▸ **Extrait fourni**:
+-------+
CONDILLAC (Etienne Bonnot de)
Traité des Animaux, où après avoir fait des observations critiques sur le sentiment de Descartes et sur celui de M. de Buffon, on entreprend d'expliquer leurs principales facultés. Par M. l'abbé de Condillac, de l'Académie royale de Berlin. On joint à cet ouvrage un Extrait raisonné du Traité des Sensations.
A Amsterdam, et se vend à Paris, chez De Bure l'aîné et chez Antoine Jombert, imprimeur-libraire, 1755
1 volume petit in-8 (17,4 x 10,5 cm) de VII-232 pages.
Reliure strictement de l'époque plein veau brun granité, dos lisse, filets dorés, pièce de titre de maroquin rouge, tranches mouchetées de rouge, doublures et gardes de papier marbré. Bel état de fraîcheur de la reliure et de l'intérieur. Minime manque à l'extrémité de la coiffe supérieure.
Edition originale.
Le Traité des Animaux occupe les 184 premières pages et l'Extrait du Traité des Sensations occupe les pages 185 à 232 (fin).
Dans son Traité des animaux (1755), Étienne Bonnot de Condillac explore les facultés cognitives et sensibles des animaux, en les comparant à celles des humains, dans une perspective empiriste inspirée de Locke. Il soutient que, comme les humains, les animaux perçoivent le monde à travers leurs sens et manifestent une sensibilité réelle, mais leurs comportements restent majoritairement instinctifs et dépourvus de réflexion abstraite. Cette incapacité à généraliser des idées ou à développer un langage les distingue fondamentalement des hommes, dont les capacités cognitives sont amplifiées par la culture et la pensée réflexive. Condillac critique également le cartésianisme, rejetant l'idée des animaux-machines et leur reconnaissant des capacités d'apprentissage et de mémoire, bien que limitées. Toutefois, son anthropocentrisme reflète les limites de son époque, sous-estimant certaines aptitudes animales aujourd’hui démontrées. Cette œuvre illustre ainsi une étape majeure dans l'évolution des débats philosophiques sur la sensibilité animale et la place de l’homme dans la nature.
+-------+
▸ **Données brutes**:
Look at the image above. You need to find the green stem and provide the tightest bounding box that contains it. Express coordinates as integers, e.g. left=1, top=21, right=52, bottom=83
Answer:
+-------+
▸ **Tâches proposées**:
1. Reproduisez fidèlement le passage de l'extrait fourni qui commence à "Traité des Animaux, où" et se termine à "Edition originale.".
2. D'après l'extrait fourni, quelles pages du volume occupe l'Extrait du Traité des Sensations ?

▸ **Réponses attendues**:
1.
Traité des Animaux, où après avoir fait des observations critiques sur le sentiment de Descartes et sur celui de M. de Buffon, on entreprend d'expliquer leurs principales facultés. Par M. l'abbé de Condillac, de l'Académie royale de Berlin. On joint à cet ouvrage un Extrait raisonné du Traité des Sensations.
A Amsterdam, et se vend à Paris, chez De Bure l'aîné et chez Antoine Jombert, imprimeur-libraire, 1755
1 volume petit in-8 (17,4 x 10,5 cm) de VII-232 pages.
Reliure strictement de l'époque plein veau brun granité, dos lisse, filets dorés, pièce de titre de maroquin rouge, tranches mouchetées de rouge, doublures et gardes de papier marbré. Bel état de fraîcheur de la reliure et de l'intérieur. Minime manque à l'extrémité de la coiffe supérieure.
Edition originale.

2. Les pages 185 à 232.